Required action: The whole listing below is to be returned without alteration.

============

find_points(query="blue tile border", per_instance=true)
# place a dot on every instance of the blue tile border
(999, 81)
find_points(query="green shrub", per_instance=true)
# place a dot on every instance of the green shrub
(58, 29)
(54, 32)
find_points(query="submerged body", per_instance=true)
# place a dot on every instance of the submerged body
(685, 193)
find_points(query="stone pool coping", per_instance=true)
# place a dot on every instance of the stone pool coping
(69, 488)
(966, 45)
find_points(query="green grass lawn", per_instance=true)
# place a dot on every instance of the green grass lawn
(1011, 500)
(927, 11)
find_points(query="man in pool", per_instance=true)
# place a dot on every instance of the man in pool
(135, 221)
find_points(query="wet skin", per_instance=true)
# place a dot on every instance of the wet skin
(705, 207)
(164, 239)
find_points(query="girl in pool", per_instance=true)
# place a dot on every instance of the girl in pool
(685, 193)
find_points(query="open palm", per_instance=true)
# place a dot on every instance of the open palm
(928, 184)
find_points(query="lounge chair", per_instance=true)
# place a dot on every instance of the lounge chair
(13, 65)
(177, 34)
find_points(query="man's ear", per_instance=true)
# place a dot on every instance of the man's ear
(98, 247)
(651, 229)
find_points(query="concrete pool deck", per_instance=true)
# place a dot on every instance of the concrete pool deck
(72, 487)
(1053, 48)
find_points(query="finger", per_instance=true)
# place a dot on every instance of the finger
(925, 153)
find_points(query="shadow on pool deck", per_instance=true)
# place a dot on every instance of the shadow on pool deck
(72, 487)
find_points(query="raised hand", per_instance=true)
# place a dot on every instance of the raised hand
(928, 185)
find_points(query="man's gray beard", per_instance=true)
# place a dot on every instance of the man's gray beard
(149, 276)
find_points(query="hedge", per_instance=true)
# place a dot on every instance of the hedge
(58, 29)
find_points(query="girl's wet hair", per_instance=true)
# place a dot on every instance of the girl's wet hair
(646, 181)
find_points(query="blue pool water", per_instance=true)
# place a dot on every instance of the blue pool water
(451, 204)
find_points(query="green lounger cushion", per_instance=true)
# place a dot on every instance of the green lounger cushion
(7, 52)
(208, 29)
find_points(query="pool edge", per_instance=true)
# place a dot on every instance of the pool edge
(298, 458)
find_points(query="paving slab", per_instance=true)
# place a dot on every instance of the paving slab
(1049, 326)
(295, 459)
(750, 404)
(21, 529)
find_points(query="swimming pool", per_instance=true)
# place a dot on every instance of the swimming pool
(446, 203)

============

Result of the task:
find_points(query="blue tile border", per_instance=true)
# place a dot on every instance of the blue tile border
(999, 81)
find_points(query="green shrub", per_instance=true)
# place a dot on every instance of the green shrub
(58, 29)
(54, 32)
find_points(query="submerged body", per_instance=true)
# place a dot on every instance of the submerged body
(685, 193)
find_points(query="stone pool coping", per_instance=true)
# place a dot on every instance of the stone pool coping
(69, 488)
(966, 45)
find_points(query="green grass lawn", per_instance=true)
# place a dot on every instance of the green grass lawn
(1011, 500)
(927, 11)
find_points(query="man in pool", per_instance=true)
# place a dot on every instance of the man in pool
(135, 221)
find_points(query="wet skin", per_instance=true)
# place a dot on every instance of the wet skin
(705, 207)
(164, 239)
find_points(query="girl in pool", per_instance=true)
# place a dot on every instance of the girl in pool
(685, 193)
find_points(query="open palm", per_instance=true)
# place a dot on every instance of the open palm
(928, 184)
find_points(query="lounge chair", per_instance=true)
# place a dot on every instance of the lounge chair
(13, 65)
(177, 34)
find_points(query="man's ear", per_instance=true)
# place a dot on every instance of the man's ear
(98, 247)
(651, 229)
find_points(query="concrete pool deck", per_instance=true)
# place a dot on every instance of the concrete pool deck
(72, 487)
(1053, 48)
find_points(query="finger", per_instance=true)
# place a dot on every instance of the finger
(925, 153)
find_points(query="shadow on pool deck", per_instance=true)
# place a dot on every instance of the shadow on pool deck
(72, 487)
find_points(query="raised hand", per_instance=true)
# place a dot on every instance of the raised hand
(928, 185)
find_points(query="man's gray beard", per_instance=true)
# place a dot on every instance of the man's gray beard
(149, 276)
find_points(query="hedge", per_instance=true)
# place a dot on every instance of the hedge
(58, 29)
find_points(query="girl's wet hair", per_instance=true)
# place a dot on every instance of the girl's wet hair
(646, 181)
find_points(query="blue pool water", per_instance=true)
# place a dot on every instance of the blue pool water
(451, 204)
find_points(query="green lounger cushion", per_instance=true)
# place a dot on every instance of the green lounger cushion
(7, 52)
(208, 29)
find_points(query="pool edge", per_instance=true)
# place a dot on every instance of the pool edge
(298, 458)
find_points(query="paving slab", per_instance=true)
# place a dot on every instance of the paving slab
(1049, 326)
(295, 459)
(750, 404)
(21, 529)
find_points(query="swimming pool", per_instance=true)
# place a dot on every instance of the swimming pool
(446, 203)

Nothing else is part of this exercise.